PROBLEM TO SOLVE — Repeat every line of the following material exactly.

INPUT DATA —

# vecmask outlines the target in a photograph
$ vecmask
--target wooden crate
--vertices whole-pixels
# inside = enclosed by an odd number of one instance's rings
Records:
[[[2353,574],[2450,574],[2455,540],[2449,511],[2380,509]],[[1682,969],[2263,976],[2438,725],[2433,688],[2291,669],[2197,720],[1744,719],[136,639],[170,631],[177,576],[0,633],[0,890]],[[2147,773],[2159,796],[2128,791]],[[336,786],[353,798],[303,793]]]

OUTPUT FOR THIS EXERCISE —
# vecmask outlines the target in a photograph
$ vecmask
--target wooden crate
--vertices whole-pixels
# inside = enclosed by an odd number of one instance's rings
Records:
[[[2353,574],[2450,574],[2455,540],[2449,511],[2380,509]],[[1682,969],[2263,976],[2438,725],[2433,688],[2291,669],[2197,720],[1744,719],[136,639],[170,631],[177,576],[0,633],[0,890]],[[2147,773],[2159,796],[2128,791]],[[336,786],[353,798],[303,793]]]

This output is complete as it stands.